Below are the records; restate all of them exactly.
^^^^^^^^
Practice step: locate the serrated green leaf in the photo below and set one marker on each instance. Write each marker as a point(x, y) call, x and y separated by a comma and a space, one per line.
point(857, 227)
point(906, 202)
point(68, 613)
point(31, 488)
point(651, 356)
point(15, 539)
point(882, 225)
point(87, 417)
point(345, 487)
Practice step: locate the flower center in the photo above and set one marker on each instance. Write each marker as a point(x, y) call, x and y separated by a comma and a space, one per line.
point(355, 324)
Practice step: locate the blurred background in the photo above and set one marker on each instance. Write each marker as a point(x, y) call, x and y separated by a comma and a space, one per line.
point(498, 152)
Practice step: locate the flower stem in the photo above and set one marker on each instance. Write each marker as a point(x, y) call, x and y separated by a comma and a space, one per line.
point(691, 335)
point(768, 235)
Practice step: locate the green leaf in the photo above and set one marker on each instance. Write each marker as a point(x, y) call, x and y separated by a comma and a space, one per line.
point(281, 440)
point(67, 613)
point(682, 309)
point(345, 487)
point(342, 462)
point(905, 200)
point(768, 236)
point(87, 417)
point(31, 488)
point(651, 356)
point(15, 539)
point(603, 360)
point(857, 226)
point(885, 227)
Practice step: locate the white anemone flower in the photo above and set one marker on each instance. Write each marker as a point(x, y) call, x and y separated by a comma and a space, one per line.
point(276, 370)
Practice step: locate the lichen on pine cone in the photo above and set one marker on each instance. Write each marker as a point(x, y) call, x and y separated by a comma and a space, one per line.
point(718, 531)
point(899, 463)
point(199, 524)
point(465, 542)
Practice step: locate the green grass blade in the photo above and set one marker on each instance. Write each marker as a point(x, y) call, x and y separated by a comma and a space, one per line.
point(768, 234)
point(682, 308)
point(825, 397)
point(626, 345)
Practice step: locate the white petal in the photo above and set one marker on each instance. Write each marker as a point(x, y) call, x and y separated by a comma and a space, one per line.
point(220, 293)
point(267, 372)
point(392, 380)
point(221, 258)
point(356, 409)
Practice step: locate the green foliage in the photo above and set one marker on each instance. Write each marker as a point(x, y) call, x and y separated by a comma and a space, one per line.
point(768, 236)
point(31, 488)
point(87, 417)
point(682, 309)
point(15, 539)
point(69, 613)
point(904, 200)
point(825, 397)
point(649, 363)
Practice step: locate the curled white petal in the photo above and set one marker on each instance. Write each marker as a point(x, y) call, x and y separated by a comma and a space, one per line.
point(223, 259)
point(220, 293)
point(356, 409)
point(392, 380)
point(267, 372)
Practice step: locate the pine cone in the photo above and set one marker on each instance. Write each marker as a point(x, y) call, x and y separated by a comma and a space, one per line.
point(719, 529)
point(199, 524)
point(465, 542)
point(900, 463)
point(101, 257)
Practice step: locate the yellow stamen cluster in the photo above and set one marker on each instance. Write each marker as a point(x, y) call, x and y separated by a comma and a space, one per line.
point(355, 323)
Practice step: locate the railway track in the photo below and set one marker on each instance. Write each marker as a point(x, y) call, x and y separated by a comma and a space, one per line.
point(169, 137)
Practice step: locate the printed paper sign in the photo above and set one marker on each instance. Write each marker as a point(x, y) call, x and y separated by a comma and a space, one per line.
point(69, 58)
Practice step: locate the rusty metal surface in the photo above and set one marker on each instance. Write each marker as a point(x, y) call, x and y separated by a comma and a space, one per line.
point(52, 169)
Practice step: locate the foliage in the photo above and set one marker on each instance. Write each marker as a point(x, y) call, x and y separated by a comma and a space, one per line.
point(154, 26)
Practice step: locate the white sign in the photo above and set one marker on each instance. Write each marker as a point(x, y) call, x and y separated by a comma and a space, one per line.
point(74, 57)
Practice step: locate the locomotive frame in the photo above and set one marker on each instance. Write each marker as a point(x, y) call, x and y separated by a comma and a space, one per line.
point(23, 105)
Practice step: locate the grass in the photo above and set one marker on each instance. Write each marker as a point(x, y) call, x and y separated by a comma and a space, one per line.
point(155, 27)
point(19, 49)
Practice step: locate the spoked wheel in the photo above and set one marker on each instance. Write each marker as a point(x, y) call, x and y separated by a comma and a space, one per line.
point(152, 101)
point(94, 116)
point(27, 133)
^^^^^^^^
▶ _Your response_:
Practice step: locate the serrated green leaf in the photo below and set one marker on each instance. Write each marker as a point(x, y) call, x and y separated by a comma and a space, one per line.
point(857, 227)
point(906, 202)
point(68, 613)
point(31, 488)
point(651, 356)
point(15, 539)
point(882, 225)
point(87, 417)
point(345, 487)
Practice step: locate the flower center in the photo above and set one marker on each instance. Write each marker as a point(x, y) call, x and y separated by a comma and a space, one per line.
point(355, 324)
Practice step: locate the blurred background in the photo above and set one marker on each instance. Write each marker as a point(x, y) call, x and y separated by a comma and a space, one per line.
point(498, 152)
Practice step: locate the flower stem in the photo above and set one marker on each instance. Write each marker as a point(x, y) call, x and y separated by a comma and a space, one per line.
point(691, 335)
point(768, 235)
Practice step: locate the green leaf in the photo above and set one marker on each instance. Write each marker as a point(x, y) call, x and y separated by a comma and a space, one per line.
point(281, 440)
point(67, 613)
point(682, 309)
point(345, 487)
point(342, 462)
point(905, 200)
point(768, 236)
point(87, 417)
point(31, 488)
point(651, 356)
point(15, 539)
point(603, 360)
point(857, 226)
point(885, 227)
Practice step: locate the white anemone flower in the photo above and set one marker on each instance. Write each marker as a point(x, y) call, x and y separated by a comma and a space, one per line.
point(276, 370)
Practice step: locate the lichen on pine cone in the photo above and set one marker on each instance. Write each marker as a point(x, y) call, x and y separated by a comma and a space, one per line.
point(718, 531)
point(899, 463)
point(199, 524)
point(465, 542)
Practice step: locate the green grass blade in the photo above and set one marker on each instance. Write each marker as a point(x, y) call, x and y separated by a comma and a space, one per line.
point(768, 234)
point(682, 308)
point(825, 397)
point(626, 345)
Practice step: locate the white petal in the photo above and set one marker on each instance. Write each marker as a point(x, y) call, x and y separated by a comma and a space, one per line.
point(220, 293)
point(267, 372)
point(392, 380)
point(221, 258)
point(356, 409)
Practice step: locate the green foliage in the photo above and set one marker on each instance. Write each marker as a point(x, y) call, x and y separated by a comma and a space, one per line.
point(768, 236)
point(31, 488)
point(87, 417)
point(682, 309)
point(15, 539)
point(69, 613)
point(904, 200)
point(825, 397)
point(649, 363)
Practice step: locate the curled white petal in the photo above and set one marker on each instance. Write each marker as a point(x, y) call, x and y separated by a comma and a space, one per line.
point(223, 259)
point(220, 293)
point(356, 409)
point(392, 380)
point(267, 372)
Practice step: locate the pine cone in the photo above and set one marker on each instance. Write each marker as a point(x, y) call, x and y separated by a comma and a space, one per line.
point(719, 529)
point(199, 524)
point(465, 542)
point(900, 463)
point(101, 257)
Practice step: locate the yellow stamen cluster in the photo above and set one marker on each instance. Write each marker as a point(x, y) call, x and y separated by a comma and a space, one per line.
point(355, 323)
Practice step: locate the railway track in the photo below and set one marker on each instance. Write each marker as a point(x, y) call, x and y separated by a comma and a space, one per line.
point(169, 137)
Practice step: locate the printed paper sign in the photo above and set one marker on each instance. Write each marker as a point(x, y) call, x and y separated by a comma and a space, one per line.
point(69, 58)
Practice step: locate the rusty metal surface in the photo above and set one marker on each instance. Write each marker as a point(x, y) call, x and y separated by a comma and a space, one per line.
point(52, 169)
Practice step: locate the foliage in the photo above and set one marker on each instance. Write each marker as a point(x, y) call, x and y separated by a comma and a space, one per line.
point(154, 26)
Practice step: locate the white sign in the photo above and set one marker on each instance. Write each marker as a point(x, y) call, x and y separated by a comma and a space, one per line.
point(74, 57)
Practice step: locate the locomotive frame in the photo above and set one marker on each instance. Write each marker as a point(x, y) call, x and y separated by a comma and a space, one per line.
point(23, 105)
Practice step: locate the grass in the photo above and set one marker on each instance. Write each marker as a point(x, y) call, x and y separated by a comma and a space, one per line.
point(155, 27)
point(19, 49)
Practice step: locate the spoked wheel in the photo above and set one marker on each instance. Write each marker as a point(x, y) call, x and y separated by a comma and a space, one per line.
point(152, 101)
point(94, 116)
point(27, 133)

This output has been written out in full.